DIRECTIVE: Put every line of the items below, from the line with "q=window frame" to the last line, into a Markdown table with the columns "Row" and "Line", omitting blank lines.

PROVIDED MATERIAL:

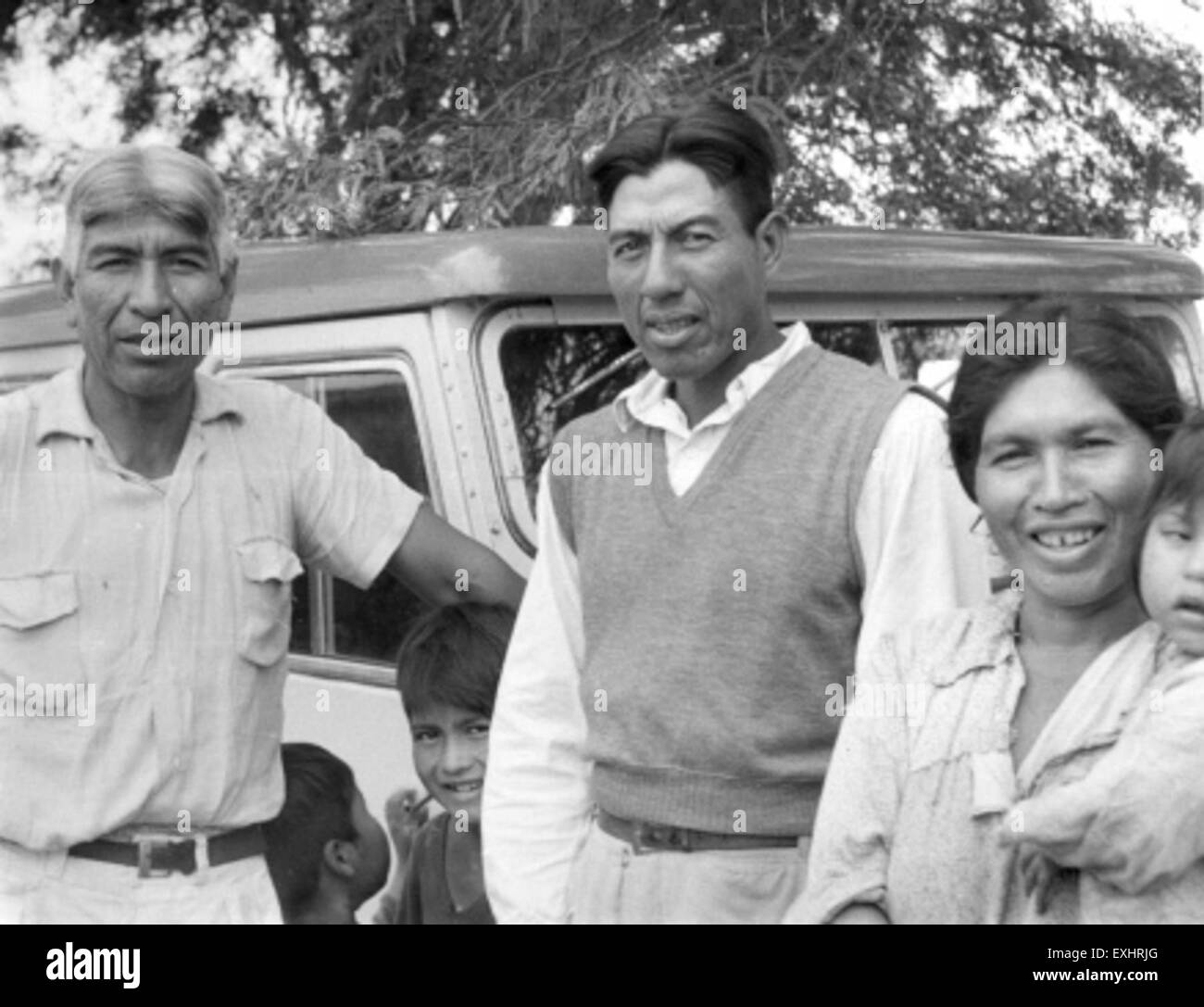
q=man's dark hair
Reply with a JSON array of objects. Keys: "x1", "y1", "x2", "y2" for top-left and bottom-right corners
[
  {"x1": 264, "y1": 742, "x2": 358, "y2": 918},
  {"x1": 589, "y1": 99, "x2": 778, "y2": 233},
  {"x1": 948, "y1": 297, "x2": 1184, "y2": 501},
  {"x1": 397, "y1": 602, "x2": 514, "y2": 717}
]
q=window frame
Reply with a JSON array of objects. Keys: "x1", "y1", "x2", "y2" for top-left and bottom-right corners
[{"x1": 218, "y1": 352, "x2": 443, "y2": 687}]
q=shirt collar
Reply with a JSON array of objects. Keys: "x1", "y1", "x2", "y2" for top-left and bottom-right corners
[
  {"x1": 613, "y1": 321, "x2": 813, "y2": 433},
  {"x1": 37, "y1": 360, "x2": 242, "y2": 442}
]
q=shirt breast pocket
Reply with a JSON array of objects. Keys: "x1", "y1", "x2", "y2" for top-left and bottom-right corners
[
  {"x1": 237, "y1": 537, "x2": 302, "y2": 667},
  {"x1": 0, "y1": 573, "x2": 82, "y2": 683}
]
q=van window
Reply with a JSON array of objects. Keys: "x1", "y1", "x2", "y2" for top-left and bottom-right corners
[
  {"x1": 498, "y1": 320, "x2": 905, "y2": 514},
  {"x1": 498, "y1": 325, "x2": 647, "y2": 514},
  {"x1": 226, "y1": 368, "x2": 430, "y2": 662}
]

OUTPUT FOR THIS EXERCISE:
| Row | Line |
|---|---|
| 1 | q=window frame |
| 2 | Reply with a JSON array of objects. Keys: "x1", "y1", "x2", "y2" for top-left and bottom-right corners |
| 3 | [{"x1": 218, "y1": 352, "x2": 443, "y2": 687}] |
| 4 | q=shirt collar |
| 5 | Reply with a JSON array of objects. Keys: "x1", "y1", "x2", "y2" for top-left and bottom-right corners |
| 6 | [ |
| 7 |   {"x1": 613, "y1": 321, "x2": 813, "y2": 433}, |
| 8 |   {"x1": 37, "y1": 360, "x2": 242, "y2": 442} |
| 9 | ] |
| 10 | q=shirt breast pocket |
| 11 | Reply with a JSON array of objects. Keys: "x1", "y1", "x2", "y2" for top-left and bottom-right corners |
| 12 | [ |
| 13 |   {"x1": 237, "y1": 537, "x2": 302, "y2": 667}, |
| 14 |   {"x1": 0, "y1": 573, "x2": 82, "y2": 683} |
| 15 | ] |
| 16 | q=van window |
| 17 | Reply with a JSON array of objects. Keys: "x1", "y1", "x2", "y2" for top-left and bottom-right corners |
| 18 | [ |
| 19 |   {"x1": 498, "y1": 320, "x2": 905, "y2": 514}, |
| 20 |   {"x1": 498, "y1": 325, "x2": 647, "y2": 514}, |
| 21 |   {"x1": 226, "y1": 368, "x2": 430, "y2": 662} |
| 22 | ] |